WORK REQUIRED = Can you print the data exactly and leave out each image?

..............................

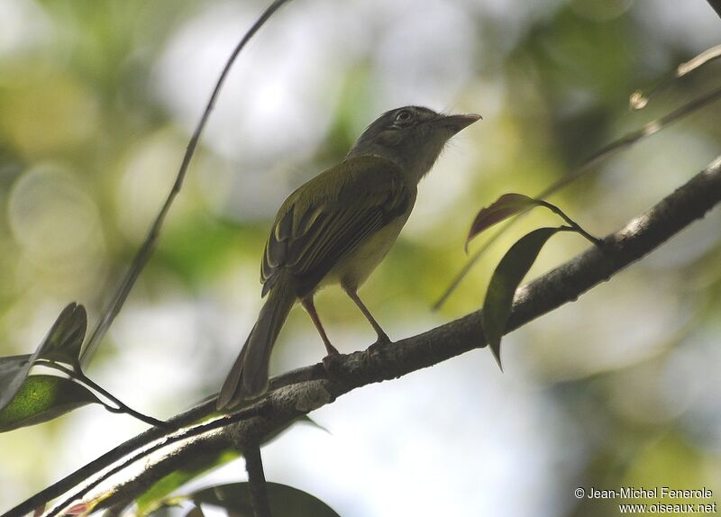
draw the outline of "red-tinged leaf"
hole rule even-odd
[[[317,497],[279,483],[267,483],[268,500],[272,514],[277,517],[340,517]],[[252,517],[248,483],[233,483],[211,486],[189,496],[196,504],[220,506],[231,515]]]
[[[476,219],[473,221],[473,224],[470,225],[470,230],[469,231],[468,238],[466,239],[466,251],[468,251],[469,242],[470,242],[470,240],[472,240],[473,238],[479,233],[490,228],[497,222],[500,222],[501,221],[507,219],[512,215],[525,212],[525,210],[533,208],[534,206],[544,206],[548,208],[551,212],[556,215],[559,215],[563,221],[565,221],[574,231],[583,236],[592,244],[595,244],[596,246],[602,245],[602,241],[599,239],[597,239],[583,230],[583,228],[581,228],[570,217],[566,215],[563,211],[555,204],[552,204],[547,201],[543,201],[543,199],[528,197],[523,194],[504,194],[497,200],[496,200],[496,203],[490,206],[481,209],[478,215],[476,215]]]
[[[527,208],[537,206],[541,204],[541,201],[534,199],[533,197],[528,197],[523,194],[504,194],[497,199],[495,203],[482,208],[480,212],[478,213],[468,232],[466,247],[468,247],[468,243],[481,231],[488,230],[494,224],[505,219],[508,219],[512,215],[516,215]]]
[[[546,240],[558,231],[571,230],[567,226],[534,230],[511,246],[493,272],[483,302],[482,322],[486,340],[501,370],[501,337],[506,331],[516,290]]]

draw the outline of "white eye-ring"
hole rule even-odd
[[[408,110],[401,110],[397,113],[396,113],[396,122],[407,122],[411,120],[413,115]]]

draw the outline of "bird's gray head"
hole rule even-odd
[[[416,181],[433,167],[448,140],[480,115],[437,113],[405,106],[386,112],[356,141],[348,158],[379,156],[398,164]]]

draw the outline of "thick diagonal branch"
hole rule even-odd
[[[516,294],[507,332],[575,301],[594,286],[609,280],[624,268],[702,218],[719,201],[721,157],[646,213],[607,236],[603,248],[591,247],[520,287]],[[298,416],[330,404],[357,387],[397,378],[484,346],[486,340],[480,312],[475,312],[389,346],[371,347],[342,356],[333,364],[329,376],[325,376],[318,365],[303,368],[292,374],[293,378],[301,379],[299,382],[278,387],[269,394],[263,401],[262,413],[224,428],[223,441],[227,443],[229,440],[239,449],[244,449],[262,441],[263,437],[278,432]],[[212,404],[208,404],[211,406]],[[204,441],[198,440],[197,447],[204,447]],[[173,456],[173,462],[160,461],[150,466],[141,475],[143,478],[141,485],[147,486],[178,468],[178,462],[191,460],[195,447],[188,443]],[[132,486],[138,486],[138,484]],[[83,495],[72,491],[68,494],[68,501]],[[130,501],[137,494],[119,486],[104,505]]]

..............................

SOLUTION FOR THIS EXERCISE =
draw the outline of "red-tinged leaf"
hole rule even-odd
[[[317,497],[279,483],[267,483],[268,500],[272,514],[277,517],[340,517]],[[252,517],[248,483],[233,483],[211,486],[189,496],[196,504],[220,506],[231,515]]]
[[[476,219],[473,221],[473,224],[470,225],[470,230],[469,231],[468,238],[466,239],[466,251],[468,251],[469,242],[470,242],[470,240],[472,240],[473,238],[479,233],[490,228],[497,222],[500,222],[501,221],[507,219],[512,215],[525,212],[525,210],[533,208],[534,206],[544,206],[548,208],[551,212],[556,215],[559,215],[563,221],[565,221],[574,231],[583,236],[592,244],[595,244],[596,246],[602,245],[602,241],[599,239],[597,239],[583,230],[583,228],[581,228],[570,217],[566,215],[563,211],[555,204],[552,204],[547,201],[543,201],[543,199],[528,197],[523,194],[504,194],[497,200],[496,200],[496,203],[490,206],[481,209],[478,215],[476,215]]]
[[[527,208],[537,206],[541,204],[541,201],[534,199],[533,197],[528,197],[523,194],[504,194],[497,199],[495,203],[482,208],[480,212],[478,213],[468,232],[466,247],[468,247],[468,243],[481,231],[488,230],[494,224],[505,219],[508,219],[512,215],[516,215]]]
[[[546,240],[558,231],[571,230],[567,226],[534,230],[511,246],[493,272],[483,302],[482,322],[486,340],[501,370],[501,337],[506,331],[516,290]]]

draw the outline of "white eye-ring"
hole rule even-odd
[[[408,110],[401,110],[397,113],[396,113],[396,122],[407,122],[411,120],[413,115]]]

draw the outline of "bird's gray head"
hole rule even-odd
[[[416,181],[433,167],[448,140],[480,115],[437,113],[405,106],[386,112],[356,141],[348,158],[379,156],[398,164]]]

draw the outline of "thick diagonal branch"
hole rule even-odd
[[[516,294],[507,332],[575,301],[594,286],[609,280],[624,268],[702,218],[719,201],[721,157],[646,213],[607,236],[603,248],[591,247],[520,287]],[[298,416],[330,404],[357,387],[397,378],[484,346],[486,340],[480,312],[475,312],[389,346],[371,347],[342,356],[333,364],[329,376],[325,376],[318,365],[303,368],[292,374],[293,378],[301,379],[299,382],[278,387],[269,394],[263,401],[262,413],[224,428],[223,441],[227,443],[229,440],[239,449],[244,449],[262,441],[263,437],[278,432]],[[212,404],[208,404],[211,406]],[[204,441],[198,440],[197,447],[204,447]],[[173,456],[173,462],[160,461],[150,466],[141,475],[143,478],[141,485],[147,486],[178,468],[178,462],[191,460],[195,447],[188,443]],[[132,486],[138,486],[138,484]],[[83,495],[72,491],[68,494],[68,501]],[[130,501],[137,494],[119,486],[104,505]]]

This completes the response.